Text for analysis:
########

Online Biology Dictionary

waterbear Waterbear (Hypsibius) Image: B. Goldstein

Note: Tardigrades were discovered by the German zoologist Johann August Ephraim Goeze in 1773. He called them kleine Wasserbären, meaning "little water bears" because they live in water, have a plump shape like a bear and, when they walk, are reminiscent of a bears. The name Tardigrada, coined by Spallanzani in 1777, means "slow walker."

A tardigrade, or "waterbear," is a microorganism of the phylum Tardigrada. Waterbears have four pairs of legs and live in water, most often in lichens and mosses. Adults range in size from 1.5 mm to below 0.1 mm. The cuticle is chitinous and is regularly molted. The tubular mouth of a waterbear is armed with stylets used to pierce the tissues of other organisms and obtain the fluids on which it feeds. In many ways, they are scaled-down versions of arthropods (or one might say, arthropods are up-scaled versions of waterbears.

waterbear Image: DBCLS

They are famed for their ability to survive in harsh environments by entering an anabiotic condition known as cryptobiosis, or the "tun state." A tun is the drum-shaped, shrunken form that a waterbear takes on when it enters this state. As a waterbear becomes a tun, it secretes the non-reducing sugar trehalose, which protects its membranes, its water content decreases to one percent of normal, and its metabolism drops to less than one ten-thousandth the normal rate.

After being experimentally dessicated for a decade or more, waterbears have been re-hydrated and showed no ill effects. They can tolerate 1,000 times as much ionizing radiation (gamma rays and heavy ions) as a human being. They have also survived boiling, deep freezing to temperatures as low as 1° Kelvin, and exposure to a vacuum. With these characteristics, they are often cited as organisms that could plausibly colonize new planets by surviving the adverse conditions of outer space.

########

Extracted information:
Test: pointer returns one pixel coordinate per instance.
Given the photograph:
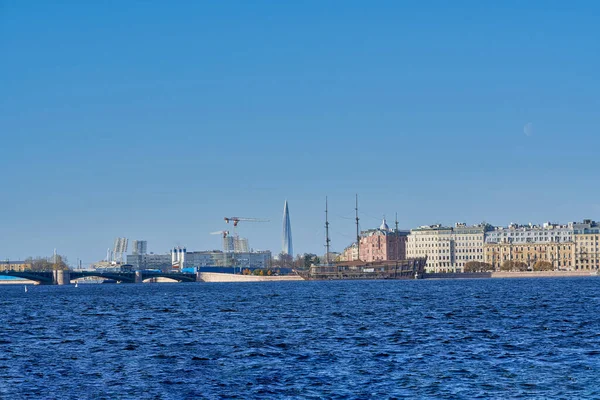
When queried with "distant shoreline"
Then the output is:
(504, 275)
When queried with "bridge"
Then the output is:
(65, 277)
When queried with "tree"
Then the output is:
(543, 266)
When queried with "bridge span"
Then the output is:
(65, 277)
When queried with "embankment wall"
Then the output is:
(219, 277)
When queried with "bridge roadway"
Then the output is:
(65, 277)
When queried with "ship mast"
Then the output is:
(326, 234)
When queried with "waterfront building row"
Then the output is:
(381, 244)
(574, 246)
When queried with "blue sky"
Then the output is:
(154, 120)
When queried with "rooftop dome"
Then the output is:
(384, 226)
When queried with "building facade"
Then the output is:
(382, 244)
(350, 253)
(448, 249)
(586, 237)
(559, 254)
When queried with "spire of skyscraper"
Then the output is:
(287, 232)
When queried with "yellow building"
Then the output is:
(587, 253)
(560, 255)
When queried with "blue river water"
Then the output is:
(452, 339)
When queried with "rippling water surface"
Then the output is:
(527, 338)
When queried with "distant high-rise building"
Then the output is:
(139, 247)
(287, 232)
(235, 244)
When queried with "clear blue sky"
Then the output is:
(154, 120)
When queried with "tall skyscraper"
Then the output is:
(287, 232)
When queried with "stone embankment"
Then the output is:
(219, 277)
(529, 274)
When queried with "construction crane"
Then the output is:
(237, 220)
(224, 233)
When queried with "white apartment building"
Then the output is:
(522, 234)
(447, 249)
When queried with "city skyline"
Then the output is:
(130, 121)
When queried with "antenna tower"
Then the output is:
(326, 233)
(357, 229)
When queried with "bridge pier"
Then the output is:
(61, 277)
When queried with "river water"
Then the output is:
(505, 338)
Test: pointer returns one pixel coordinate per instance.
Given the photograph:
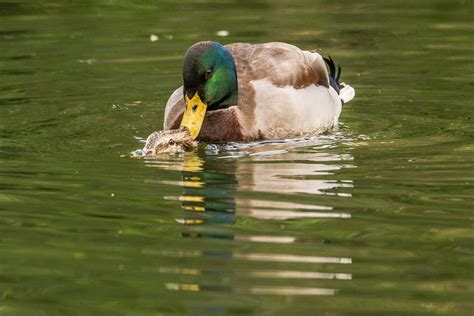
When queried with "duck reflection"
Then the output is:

########

Repeat the stretch of the waterbear text from "waterbear Image: DBCLS" through "the normal rate.", swapping "cryptobiosis" for "anhydrobiosis".

Task response:
waterbear Image: DBCLS

They are famed for their ability to survive in harsh environments by entering an anabiotic condition known as anhydrobiosis, or the "tun state." A tun is the drum-shaped, shrunken form that a waterbear takes on when it enters this state. As a waterbear becomes a tun, it secretes the non-reducing sugar trehalose, which protects its membranes, its water content decreases to one percent of normal, and its metabolism drops to less than one ten-thousandth the normal rate.